> [GIVEN TEXT]:
----------------------------------------
I'm not really convinced that these sort of routes really do much to increase modal share. The typical user type seems to be parent + kids on a weekend pootle, whereas the big growth in recent years has been the commuter/mamil types, who realistically are going to be riding on the road for the most part.


----------



## mjr (3 Dec 2015)

the snail said:


> Can't answer your question, but I suspect the answer is few or none. Councils are generally unwilling to go to court if they can help it because of the cost/time involved.


And yet, they'll do it for motorists. There's a thread elsewhere on here grumbling justifiably about the diversion of almost £1m of cycling grant in Norwich to repave an area for pedestrians and remove a roundabout for buses, yet the local councils there have spent £10m on the northern bypass before any building work has started.



> Also a lot of off-road routes rely on landowners consent, which would probably be difficult to obtain if they think that it will lead to a compulsory purchase order if they change their mind later.It is annoying though, one of my favourite rides was the beautiful 3 miles or so to Lacock for a pint, now a no through route since a new landowner withdrew consent for the last 100 metres.


I don't follow the logic in that - surely it would be easier to get landowner consent if there's a realistic prospect of a creation order and lower financial settlement from a land tribunal?

I share your pain on the loss of a permissive route. A stone road near me closed last autumn as a landowner withdrew permission, lengthening my route to the next town east by a mile. At least it's still possible without cycling on a rural A road, thanks to an existing gravelled bridleway.



> I'm not really convinced that these sort of routes really do much to increase modal share. The typical user type seems to be parent + kids on a weekend pootle, whereas the big growth in recent years has been the commuter/mamil types, who realistically are going to be riding on the road for the most part.


Sure, these cycle tracks should be built as effectively mini-roads safe for 20mph cycling, so that they're useful for as a transport link.


----------



## classic33 (8 Dec 2015)

It's one reason I posted this The Great Western Greenway, the law is on the landowners side over there, Ireland, so when such a scheme is carried out I tried to make it known.
We are fairly lucky in this country,at the moment, when it comes to accessing the countryside


----------



## Drago (8 Dec 2015)

What's the financial benefit to the nation compared to a motorway? While morally I'm with you in reality the bar for compulsory purchase needs to be set high or everything will end up being forcibly bought to meet the whim of every user group, hobby group or self styled militant minority.


----------



## Saluki (9 Dec 2015)

There a a few cycleways here - off road ones - where the farmer has a locked gate across with big signs saying 'private, keep out' on them. The cyclepath is clearly marked on googlemaps, I'm told it's marked on an OS but have not looked for myself as yet. We climb over and carry on along the cycleway. If the farmer starts yelling, we show them that the route is on our Garmins. We are polite and point out that we are doing no damage and only following an official cycleway. Not been chucked off the land yet.
----------------------------------------
> [EXERCISE SET]:
a – Return the passage of the cycle route thread above starting at "## mjr (3 Dec" and ending at "the cost/time involved.".
b – Answer these questions using the cycle route thread above:
(i) How much have the local councils in Norwich spent on the northern bypass?
(ii) For what length of the route to Lacock did a new landowner withdraw consent?
(iii) What do Saluki's group show the farmer when he starts yelling?
----------------------------------------
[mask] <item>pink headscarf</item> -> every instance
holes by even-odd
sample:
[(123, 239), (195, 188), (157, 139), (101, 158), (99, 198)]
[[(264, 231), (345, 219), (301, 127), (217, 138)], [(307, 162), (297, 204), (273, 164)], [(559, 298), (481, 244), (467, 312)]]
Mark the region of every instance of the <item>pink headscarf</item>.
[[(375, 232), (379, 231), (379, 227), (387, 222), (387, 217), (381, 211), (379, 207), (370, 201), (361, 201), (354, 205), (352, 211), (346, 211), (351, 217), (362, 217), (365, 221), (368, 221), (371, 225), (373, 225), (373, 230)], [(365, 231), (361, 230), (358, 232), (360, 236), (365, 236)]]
----------------------------------------
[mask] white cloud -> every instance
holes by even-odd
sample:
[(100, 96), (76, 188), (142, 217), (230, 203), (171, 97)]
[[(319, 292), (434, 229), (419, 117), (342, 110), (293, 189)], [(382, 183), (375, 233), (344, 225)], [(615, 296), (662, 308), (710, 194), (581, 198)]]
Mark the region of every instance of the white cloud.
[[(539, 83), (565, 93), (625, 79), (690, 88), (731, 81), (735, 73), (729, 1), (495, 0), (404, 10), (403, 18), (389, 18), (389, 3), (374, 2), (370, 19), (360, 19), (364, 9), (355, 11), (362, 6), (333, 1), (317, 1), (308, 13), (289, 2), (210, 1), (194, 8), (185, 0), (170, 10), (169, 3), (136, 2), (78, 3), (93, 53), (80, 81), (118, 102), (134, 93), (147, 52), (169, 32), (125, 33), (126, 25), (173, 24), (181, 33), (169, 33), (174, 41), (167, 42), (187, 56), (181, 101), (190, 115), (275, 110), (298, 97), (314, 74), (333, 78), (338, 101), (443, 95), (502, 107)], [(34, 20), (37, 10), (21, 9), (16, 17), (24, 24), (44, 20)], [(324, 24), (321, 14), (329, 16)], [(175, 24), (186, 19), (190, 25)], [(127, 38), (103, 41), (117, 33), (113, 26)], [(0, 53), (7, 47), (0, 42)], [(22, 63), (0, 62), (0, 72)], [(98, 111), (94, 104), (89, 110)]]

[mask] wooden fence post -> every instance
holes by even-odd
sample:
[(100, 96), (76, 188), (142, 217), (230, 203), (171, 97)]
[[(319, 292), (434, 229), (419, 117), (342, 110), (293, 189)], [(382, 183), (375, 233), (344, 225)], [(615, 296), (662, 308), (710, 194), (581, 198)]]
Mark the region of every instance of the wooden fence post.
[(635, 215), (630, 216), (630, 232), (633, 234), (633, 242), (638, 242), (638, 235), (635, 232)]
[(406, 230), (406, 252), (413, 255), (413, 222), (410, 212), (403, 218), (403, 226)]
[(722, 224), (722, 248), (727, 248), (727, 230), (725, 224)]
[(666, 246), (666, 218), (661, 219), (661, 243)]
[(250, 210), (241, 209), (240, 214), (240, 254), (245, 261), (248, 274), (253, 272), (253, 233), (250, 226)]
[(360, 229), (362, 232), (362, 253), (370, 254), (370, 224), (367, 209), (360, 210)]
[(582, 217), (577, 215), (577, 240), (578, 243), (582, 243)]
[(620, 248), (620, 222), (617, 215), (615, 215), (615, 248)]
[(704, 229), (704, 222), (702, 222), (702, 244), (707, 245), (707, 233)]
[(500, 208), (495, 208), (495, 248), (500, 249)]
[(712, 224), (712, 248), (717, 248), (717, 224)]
----------------------------------------
> [EXERCISE RESULTS]:
a –
## mjr (3 Dec 2015)

the snail said:


> Can't answer your question, but I suspect the answer is few or none. Councils are generally unwilling to go to court if they can help it because of the cost/time involved.

b –
(i) £10m, before any building work started.
(ii) The last 100 metres.
(iii) That the route is on their Garmins.